-- Exercise passage follows --

The chickens ordinance passed the Common Council 8-5 on May 24, was signed by the mayor June 3, and published June 13. It takes effect July 28.
How They Voted
Alders for chickens in the city: Bauman, Bohl, Coggs, Hamilton, Kovac, Murphy, Witkowiak, Zielinski.
Alders against chickens in the city: Donovan, Dudzik, Wade, Witkowski.
Alders excused for the May 24 vote: Davis, Puente.
What Milwaukee’s Ordinance Boils Down To
No more than four chickens per yard.
Coops must be adequate and maintained.
16 square feet of yard and coop space per chicken are required.
Coops must be at least 25 feet away from any residential structure on an adjacent lot.
Coops must be in the backyard, not front.
A $35 annual permit is required.
Written consent of property owners and owners of directly or diagonally abutting properties is required.

-- Exercise passage concluded --

### Using the information
**A)** Write out the chickens ordinance text again, starting at "How They Voted" and ending at "vote: Davis, Puente.", and switch "excused" to "absent".
**B)** Continue the text on Milwaukee's chickens ordinance from its last line.

-- Study material follows --

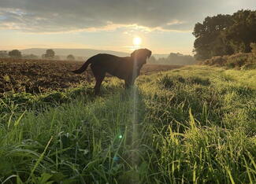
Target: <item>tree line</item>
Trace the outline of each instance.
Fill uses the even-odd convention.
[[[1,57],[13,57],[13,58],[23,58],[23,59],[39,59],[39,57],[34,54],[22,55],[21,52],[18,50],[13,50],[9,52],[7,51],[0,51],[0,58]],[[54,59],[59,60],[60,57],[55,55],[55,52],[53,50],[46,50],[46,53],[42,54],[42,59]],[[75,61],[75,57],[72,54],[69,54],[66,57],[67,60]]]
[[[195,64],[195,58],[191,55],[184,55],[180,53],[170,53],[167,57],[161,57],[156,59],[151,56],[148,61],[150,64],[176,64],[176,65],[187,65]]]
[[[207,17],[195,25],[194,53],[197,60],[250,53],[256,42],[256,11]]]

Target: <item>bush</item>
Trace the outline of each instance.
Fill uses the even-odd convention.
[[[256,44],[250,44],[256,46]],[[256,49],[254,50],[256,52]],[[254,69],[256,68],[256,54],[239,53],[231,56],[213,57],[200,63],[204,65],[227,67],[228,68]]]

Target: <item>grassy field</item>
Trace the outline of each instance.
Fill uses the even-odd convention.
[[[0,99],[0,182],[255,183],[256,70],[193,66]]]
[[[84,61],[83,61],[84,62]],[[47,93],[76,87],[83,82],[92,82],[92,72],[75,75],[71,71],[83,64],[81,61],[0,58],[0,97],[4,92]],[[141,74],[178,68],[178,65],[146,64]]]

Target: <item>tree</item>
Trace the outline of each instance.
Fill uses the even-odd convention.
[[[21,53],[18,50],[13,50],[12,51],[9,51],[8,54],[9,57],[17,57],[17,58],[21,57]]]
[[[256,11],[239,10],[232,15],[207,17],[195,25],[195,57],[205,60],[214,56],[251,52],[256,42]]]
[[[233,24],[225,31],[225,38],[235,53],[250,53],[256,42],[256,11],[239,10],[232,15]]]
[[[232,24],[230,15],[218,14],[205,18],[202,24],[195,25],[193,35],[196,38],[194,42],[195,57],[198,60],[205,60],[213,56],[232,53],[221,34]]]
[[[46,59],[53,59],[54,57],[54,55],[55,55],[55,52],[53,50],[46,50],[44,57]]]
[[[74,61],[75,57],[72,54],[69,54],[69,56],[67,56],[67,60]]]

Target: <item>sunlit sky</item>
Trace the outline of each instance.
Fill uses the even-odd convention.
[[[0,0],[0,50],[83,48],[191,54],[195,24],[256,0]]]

-- Study material concluded --
-- Study material follows --

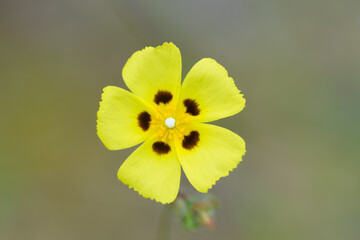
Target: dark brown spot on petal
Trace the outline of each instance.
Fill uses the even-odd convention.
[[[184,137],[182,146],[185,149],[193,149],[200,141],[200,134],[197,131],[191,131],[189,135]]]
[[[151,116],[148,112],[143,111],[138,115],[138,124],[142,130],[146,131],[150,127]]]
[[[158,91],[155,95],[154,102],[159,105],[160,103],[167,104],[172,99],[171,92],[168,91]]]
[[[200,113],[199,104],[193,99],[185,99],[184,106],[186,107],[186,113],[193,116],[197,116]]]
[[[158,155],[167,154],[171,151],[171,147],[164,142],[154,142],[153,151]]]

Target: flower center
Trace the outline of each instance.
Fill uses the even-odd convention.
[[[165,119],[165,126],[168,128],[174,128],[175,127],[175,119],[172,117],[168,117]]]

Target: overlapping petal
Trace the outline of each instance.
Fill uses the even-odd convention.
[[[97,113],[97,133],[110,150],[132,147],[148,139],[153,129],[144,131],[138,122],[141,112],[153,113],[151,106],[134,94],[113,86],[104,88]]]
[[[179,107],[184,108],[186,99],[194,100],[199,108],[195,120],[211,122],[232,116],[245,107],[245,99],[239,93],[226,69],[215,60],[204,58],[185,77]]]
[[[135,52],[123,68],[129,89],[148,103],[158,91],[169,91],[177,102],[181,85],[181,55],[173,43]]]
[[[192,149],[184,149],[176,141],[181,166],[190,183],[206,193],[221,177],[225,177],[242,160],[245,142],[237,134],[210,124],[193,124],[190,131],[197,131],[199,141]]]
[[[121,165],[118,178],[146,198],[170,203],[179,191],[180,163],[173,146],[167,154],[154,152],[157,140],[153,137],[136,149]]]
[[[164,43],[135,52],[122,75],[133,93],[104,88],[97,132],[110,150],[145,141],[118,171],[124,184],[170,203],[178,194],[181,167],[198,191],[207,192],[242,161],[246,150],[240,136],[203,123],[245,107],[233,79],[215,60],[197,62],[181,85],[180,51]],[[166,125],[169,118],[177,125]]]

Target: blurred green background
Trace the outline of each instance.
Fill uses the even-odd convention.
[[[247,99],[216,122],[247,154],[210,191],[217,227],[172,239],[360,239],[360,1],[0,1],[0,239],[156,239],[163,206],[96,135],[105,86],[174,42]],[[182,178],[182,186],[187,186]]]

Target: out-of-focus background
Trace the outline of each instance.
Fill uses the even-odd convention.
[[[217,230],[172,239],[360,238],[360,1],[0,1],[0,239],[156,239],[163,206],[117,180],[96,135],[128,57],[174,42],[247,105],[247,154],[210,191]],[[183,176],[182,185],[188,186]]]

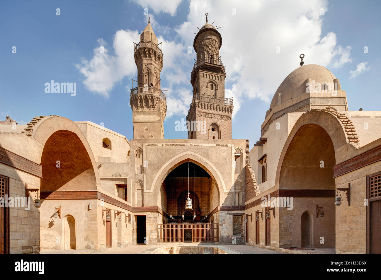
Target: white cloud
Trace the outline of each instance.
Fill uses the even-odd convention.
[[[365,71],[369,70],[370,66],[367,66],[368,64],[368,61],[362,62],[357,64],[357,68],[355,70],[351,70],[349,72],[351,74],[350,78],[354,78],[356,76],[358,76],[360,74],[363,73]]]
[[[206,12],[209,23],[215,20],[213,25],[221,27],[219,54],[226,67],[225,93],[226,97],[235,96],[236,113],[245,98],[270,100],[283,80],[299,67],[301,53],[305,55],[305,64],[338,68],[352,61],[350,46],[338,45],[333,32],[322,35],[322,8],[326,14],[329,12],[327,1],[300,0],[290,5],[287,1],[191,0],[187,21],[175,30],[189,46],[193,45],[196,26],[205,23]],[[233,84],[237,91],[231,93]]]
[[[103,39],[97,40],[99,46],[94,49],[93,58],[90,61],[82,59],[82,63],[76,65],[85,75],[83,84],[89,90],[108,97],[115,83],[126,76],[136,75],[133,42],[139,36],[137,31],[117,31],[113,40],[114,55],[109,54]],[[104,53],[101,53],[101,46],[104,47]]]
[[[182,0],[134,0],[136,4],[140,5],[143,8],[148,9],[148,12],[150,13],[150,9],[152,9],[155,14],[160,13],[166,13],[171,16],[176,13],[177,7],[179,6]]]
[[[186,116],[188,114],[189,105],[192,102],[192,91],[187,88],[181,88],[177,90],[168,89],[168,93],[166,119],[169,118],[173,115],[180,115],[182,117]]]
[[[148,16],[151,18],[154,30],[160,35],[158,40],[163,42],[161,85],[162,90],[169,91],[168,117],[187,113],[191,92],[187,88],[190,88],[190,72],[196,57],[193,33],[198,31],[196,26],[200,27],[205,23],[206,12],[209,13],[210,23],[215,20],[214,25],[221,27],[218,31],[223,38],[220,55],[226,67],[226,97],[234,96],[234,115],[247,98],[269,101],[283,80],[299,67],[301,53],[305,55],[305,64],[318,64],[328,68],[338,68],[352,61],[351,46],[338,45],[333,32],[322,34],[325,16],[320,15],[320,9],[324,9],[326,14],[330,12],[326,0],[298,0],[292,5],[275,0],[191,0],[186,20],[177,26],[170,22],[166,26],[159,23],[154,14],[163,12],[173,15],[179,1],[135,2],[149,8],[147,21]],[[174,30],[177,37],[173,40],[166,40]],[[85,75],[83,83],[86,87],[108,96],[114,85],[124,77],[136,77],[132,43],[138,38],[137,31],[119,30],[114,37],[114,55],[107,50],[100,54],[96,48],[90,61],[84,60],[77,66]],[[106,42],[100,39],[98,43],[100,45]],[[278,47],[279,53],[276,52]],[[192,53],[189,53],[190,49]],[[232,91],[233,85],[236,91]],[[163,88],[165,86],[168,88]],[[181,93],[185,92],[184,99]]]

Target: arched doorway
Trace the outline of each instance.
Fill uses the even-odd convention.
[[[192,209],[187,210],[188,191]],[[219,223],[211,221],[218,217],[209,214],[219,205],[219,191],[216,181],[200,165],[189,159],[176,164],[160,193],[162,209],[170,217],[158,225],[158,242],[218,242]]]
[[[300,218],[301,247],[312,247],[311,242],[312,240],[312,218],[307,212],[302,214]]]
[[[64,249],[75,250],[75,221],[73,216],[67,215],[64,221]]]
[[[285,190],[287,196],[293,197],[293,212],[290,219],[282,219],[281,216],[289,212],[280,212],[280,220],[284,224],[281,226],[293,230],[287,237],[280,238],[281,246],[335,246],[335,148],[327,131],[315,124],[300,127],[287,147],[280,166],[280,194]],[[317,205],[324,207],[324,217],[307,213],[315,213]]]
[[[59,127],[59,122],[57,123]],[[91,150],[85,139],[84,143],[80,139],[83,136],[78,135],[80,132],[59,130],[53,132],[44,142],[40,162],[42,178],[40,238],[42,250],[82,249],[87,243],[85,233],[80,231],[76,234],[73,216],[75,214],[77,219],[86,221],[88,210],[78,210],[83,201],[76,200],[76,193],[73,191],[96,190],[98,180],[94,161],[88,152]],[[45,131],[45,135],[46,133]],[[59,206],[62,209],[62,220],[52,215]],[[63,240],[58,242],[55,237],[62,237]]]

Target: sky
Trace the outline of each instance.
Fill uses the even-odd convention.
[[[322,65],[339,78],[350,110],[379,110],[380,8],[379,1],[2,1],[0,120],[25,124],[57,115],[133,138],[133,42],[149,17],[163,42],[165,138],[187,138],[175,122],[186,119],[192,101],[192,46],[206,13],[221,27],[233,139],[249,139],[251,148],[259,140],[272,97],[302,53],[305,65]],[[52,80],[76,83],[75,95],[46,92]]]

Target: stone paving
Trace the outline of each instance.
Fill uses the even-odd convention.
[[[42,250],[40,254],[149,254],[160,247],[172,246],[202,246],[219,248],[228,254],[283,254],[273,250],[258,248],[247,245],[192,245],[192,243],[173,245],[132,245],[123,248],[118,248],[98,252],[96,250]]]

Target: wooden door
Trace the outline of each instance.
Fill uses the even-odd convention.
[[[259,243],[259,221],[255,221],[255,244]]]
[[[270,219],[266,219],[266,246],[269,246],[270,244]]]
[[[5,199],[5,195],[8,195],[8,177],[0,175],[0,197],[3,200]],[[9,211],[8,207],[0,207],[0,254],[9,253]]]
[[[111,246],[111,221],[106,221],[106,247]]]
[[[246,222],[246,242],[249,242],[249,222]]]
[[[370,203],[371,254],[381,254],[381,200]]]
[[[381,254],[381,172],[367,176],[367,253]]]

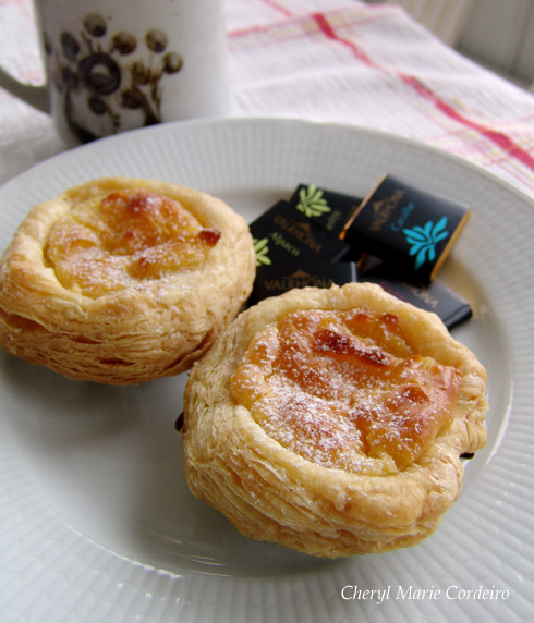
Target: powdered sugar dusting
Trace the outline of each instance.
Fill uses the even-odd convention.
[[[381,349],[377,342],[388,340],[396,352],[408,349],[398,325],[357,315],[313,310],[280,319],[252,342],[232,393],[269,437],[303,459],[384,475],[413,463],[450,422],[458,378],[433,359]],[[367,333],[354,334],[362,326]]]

-- Study material concluded --

### Answers given
**A)**
How They Voted
Alders for chickens in the city: Bauman, Bohl, Coggs, Hamilton, Kovac, Murphy, Witkowiak, Zielinski.
Alders against chickens in the city: Donovan, Dudzik, Wade, Witkowski.
Alders absent for the May 24 vote: Davis, Puente.

**B)**
Chicken owners must report disease or illness to health department.
The Common Council also unanimously passed a companion ordinance that modifies the zoning code to make it easier for residents to build coops in their yards.
A building permit is not required if the coop is 50 square feet or less and 10 feet in height or less.
This was approved June 14, signed June 23, and published June 30. It took effect July 1.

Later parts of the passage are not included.